| REQUIRED TASK |
In the records below, rewrite the lines starting with the line containing "out the fingernail" and going on through the line containing "[(298, 86), (302, 337)]", changing "single dot" to "single point" and leaving everything else as it stands. Return only those lines.

| RECORDS SHOWN |
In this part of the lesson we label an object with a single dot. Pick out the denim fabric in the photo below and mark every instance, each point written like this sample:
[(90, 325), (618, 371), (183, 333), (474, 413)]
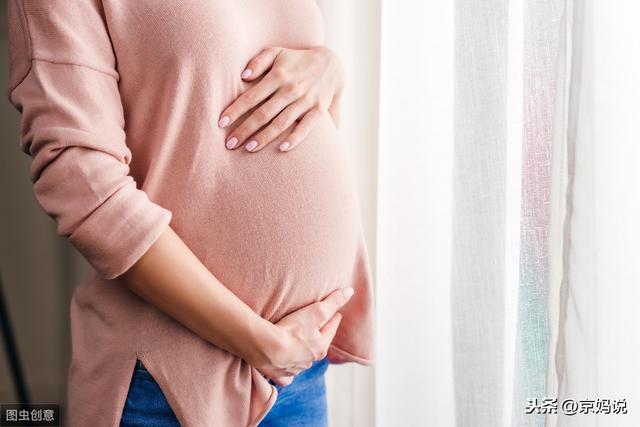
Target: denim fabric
[(301, 403)]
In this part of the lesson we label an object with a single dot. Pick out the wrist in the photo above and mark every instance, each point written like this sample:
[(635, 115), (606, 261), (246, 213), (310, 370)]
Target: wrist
[(263, 342)]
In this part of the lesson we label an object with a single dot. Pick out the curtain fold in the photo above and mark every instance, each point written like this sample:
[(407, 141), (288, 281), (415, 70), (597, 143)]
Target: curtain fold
[(594, 261)]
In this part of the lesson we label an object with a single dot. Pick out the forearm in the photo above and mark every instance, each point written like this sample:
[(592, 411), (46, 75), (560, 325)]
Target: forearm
[(171, 277)]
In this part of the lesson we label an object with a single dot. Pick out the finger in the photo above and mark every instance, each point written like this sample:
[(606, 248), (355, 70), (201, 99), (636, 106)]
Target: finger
[(260, 63), (248, 100), (328, 331), (262, 117), (301, 130), (280, 123), (321, 311), (283, 381), (334, 109)]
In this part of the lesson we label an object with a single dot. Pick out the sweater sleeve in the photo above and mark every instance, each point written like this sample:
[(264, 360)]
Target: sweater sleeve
[(63, 80)]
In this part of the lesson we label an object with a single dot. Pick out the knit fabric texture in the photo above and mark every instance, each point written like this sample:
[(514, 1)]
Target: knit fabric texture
[(119, 104)]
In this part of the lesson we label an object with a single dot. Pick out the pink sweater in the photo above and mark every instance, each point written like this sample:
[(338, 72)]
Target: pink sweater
[(120, 101)]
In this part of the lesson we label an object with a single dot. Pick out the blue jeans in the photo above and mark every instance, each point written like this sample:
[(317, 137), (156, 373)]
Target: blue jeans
[(301, 403)]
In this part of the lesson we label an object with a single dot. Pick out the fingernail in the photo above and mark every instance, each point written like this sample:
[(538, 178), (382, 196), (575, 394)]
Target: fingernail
[(284, 146), (224, 121), (251, 145)]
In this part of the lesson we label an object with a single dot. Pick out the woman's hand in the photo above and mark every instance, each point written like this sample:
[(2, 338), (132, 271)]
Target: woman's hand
[(298, 86), (302, 337)]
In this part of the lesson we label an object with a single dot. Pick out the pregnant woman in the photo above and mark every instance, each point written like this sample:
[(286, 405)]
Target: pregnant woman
[(189, 151)]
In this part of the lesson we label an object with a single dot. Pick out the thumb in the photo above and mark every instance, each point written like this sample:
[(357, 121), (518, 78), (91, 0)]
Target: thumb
[(260, 63), (328, 331)]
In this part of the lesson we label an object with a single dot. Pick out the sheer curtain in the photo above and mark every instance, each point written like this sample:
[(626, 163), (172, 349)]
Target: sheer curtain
[(500, 188)]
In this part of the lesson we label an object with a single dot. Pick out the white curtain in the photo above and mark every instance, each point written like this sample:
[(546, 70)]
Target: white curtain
[(496, 149), (594, 258)]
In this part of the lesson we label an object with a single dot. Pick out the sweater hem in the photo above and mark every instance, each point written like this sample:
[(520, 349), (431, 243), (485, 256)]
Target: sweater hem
[(266, 408)]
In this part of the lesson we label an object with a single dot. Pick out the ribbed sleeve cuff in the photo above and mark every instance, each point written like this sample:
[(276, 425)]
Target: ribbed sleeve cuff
[(120, 231)]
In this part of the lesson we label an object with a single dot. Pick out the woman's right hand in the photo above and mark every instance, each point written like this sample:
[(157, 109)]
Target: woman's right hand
[(301, 338)]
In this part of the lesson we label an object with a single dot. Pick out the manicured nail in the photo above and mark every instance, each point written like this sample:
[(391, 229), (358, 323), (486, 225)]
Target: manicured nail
[(347, 292), (284, 146), (224, 121), (251, 145)]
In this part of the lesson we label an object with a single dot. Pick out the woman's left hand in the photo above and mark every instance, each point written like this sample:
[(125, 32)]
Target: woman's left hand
[(299, 85)]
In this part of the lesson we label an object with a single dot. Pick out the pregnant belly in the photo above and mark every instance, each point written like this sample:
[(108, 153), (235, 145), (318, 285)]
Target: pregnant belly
[(278, 229)]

| EXERCISE OUTPUT |
In this part of the lesson we label an object with a single point. Pick out the fingernail in the photo above and mark every instance, each point written like this sample:
[(538, 178), (382, 196), (575, 394)]
Target: fingernail
[(284, 146), (224, 121), (251, 145)]
In this part of the lesson we label an object with a single point. Pick out the woman's hand in the photo above and mark every instance, each point written like this sample:
[(2, 338), (132, 271)]
Target: woman's hand
[(298, 86), (302, 337)]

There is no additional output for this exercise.